Task description ▸
Give back the full listing, character for character, with no pictures.

------------------------------------

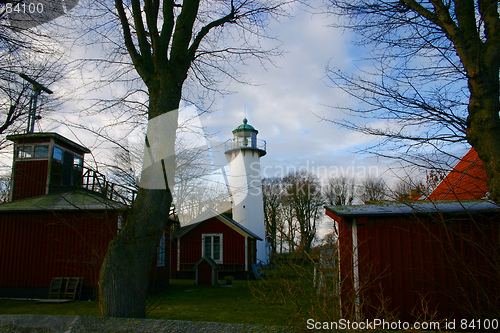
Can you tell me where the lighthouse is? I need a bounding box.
[225,118,268,264]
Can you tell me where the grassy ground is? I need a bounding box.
[0,279,294,327]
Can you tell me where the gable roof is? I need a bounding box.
[173,209,262,240]
[194,256,220,270]
[326,200,500,218]
[427,147,488,200]
[0,190,127,212]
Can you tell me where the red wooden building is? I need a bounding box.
[326,148,499,321]
[171,209,262,280]
[0,132,172,298]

------------------------------------

Worked solution ▸
Can you tell me where the lighthouse is? I need a bounding box.
[225,118,268,264]
Can you tell me where the grassy ground is? I need a bounding box.
[0,279,294,327]
Can you tell me where the gable roof is? I need a bounding box.
[173,209,262,240]
[194,256,220,270]
[326,200,500,218]
[427,147,488,200]
[0,190,127,212]
Can you tell me where the red wooden building is? I need a bounding box.
[326,148,499,321]
[171,209,262,280]
[0,132,172,298]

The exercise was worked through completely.